Paul Samuel Henderson (October 10, 1899 - May 24, 1988) was an African-American photojournalist for the Baltimore Afro-American newspaper from 1929 through c. 1960. He became well known for taking pictures of large groups and distant objects atop a ladder he carried. Henderson primarily photographed people, including church groups, politicians, graduations, local college and university groups, weddings, events during the Civil Rights Movement, and more. He was a member of the National Association for the Advancement of Colored People, a vestryman at St. James Church, charter member of the Druid Hill Avenue Neighborhood Club, assistant treasurer of a local Frontiers International club, and supported The Salvation Army.

== Early life ==
Henderson was born on October 10, 1899, in Springfield, Tennessee, and was the youngest of four children born to Ike A. and Annie L. Henderson. At age 18 he registered for the World War I draft on September 12, 1918, while working as a bricklayer for a steel company in Gary, Indiana. In 1920 his profession changed to driver for a laundry in Gary. At some point during his residence in Gary, he attended the School for Professional Photography.

== Photography career ==
After leaving Indiana, Henderson worked for a newspaper in Roanoke, Virginia. Henderson moved to Baltimore in 1929 and became what the Baltimore Afro-American newspaper called their first photographer. Henderson used a large format view camera to produce glass negatives, and eight by ten inch and four by five inch acetate negatives.

Henderson documented racial segregation and early civil rights protests as well as community members of the Baltimore City's African-American population. Henderson photographed National Association for the Advancement of Colored People Baltimore Branch president Lillie Mae Carroll Jackson, Baltimore City Mayor and Maryland State Governor Theodore McKeldin, Supreme Court Justice Thurgood Marshall when he was a lawyer for the NAACP, journalist and publisher Carl Murphy, businesses and people along Pennsylvania Avenue, which was once a main artery for black culture and life in Baltimore and much more.

Source information
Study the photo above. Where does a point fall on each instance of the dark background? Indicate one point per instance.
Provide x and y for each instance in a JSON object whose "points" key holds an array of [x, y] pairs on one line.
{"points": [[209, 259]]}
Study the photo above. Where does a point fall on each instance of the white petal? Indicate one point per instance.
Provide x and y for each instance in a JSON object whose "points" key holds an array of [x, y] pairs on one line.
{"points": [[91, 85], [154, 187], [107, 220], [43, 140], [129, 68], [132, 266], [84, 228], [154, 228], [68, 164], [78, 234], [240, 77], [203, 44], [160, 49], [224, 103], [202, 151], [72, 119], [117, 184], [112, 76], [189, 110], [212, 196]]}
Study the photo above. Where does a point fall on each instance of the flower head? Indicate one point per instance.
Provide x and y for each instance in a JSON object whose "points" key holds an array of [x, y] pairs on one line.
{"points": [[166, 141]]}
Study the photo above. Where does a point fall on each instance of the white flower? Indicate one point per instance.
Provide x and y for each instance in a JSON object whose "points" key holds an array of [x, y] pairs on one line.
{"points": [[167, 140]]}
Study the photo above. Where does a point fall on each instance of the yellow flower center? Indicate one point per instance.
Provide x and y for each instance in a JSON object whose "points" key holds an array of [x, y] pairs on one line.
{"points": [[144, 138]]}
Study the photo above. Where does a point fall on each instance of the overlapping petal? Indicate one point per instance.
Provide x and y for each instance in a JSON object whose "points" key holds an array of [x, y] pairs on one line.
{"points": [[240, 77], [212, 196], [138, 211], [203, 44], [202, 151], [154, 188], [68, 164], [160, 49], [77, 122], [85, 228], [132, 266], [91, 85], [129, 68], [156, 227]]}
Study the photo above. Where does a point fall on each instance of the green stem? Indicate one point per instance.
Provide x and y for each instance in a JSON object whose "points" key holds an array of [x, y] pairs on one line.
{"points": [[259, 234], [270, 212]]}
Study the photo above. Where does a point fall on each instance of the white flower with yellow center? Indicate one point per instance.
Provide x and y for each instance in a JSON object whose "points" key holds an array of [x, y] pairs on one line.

Task goal
Retype the whole passage about Paul Samuel Henderson word for word, without changing anything.

Output of the task
Paul Samuel Henderson (October 10, 1899 - May 24, 1988) was an African-American photojournalist for the Baltimore Afro-American newspaper from 1929 through c. 1960. He became well known for taking pictures of large groups and distant objects atop a ladder he carried. Henderson primarily photographed people, including church groups, politicians, graduations, local college and university groups, weddings, events during the Civil Rights Movement, and more. He was a member of the National Association for the Advancement of Colored People, a vestryman at St. James Church, charter member of the Druid Hill Avenue Neighborhood Club, assistant treasurer of a local Frontiers International club, and supported The Salvation Army.

== Early life ==
Henderson was born on October 10, 1899, in Springfield, Tennessee, and was the youngest of four children born to Ike A. and Annie L. Henderson. At age 18 he registered for the World War I draft on September 12, 1918, while working as a bricklayer for a steel company in Gary, Indiana. In 1920 his profession changed to driver for a laundry in Gary. At some point during his residence in Gary, he attended the School for Professional Photography.

== Photography career ==
After leaving Indiana, Henderson worked for a newspaper in Roanoke, Virginia. Henderson moved to Baltimore in 1929 and became what the Baltimore Afro-American newspaper called their first photographer. Henderson used a large format view camera to produce glass negatives, and eight by ten inch and four by five inch acetate negatives.

Henderson documented racial segregation and early civil rights protests as well as community members of the Baltimore City's African-American population. Henderson photographed National Association for the Advancement of Colored People Baltimore Branch president Lillie Mae Carroll Jackson, Baltimore City Mayor and Maryland State Governor Theodore McKeldin, Supreme Court Justice Thurgood Marshall when he was a lawyer for the NAACP, journalist and publisher Carl Murphy, businesses and people along Pennsylvania Avenue, which was once a main artery for black culture and life in Baltimore and much more.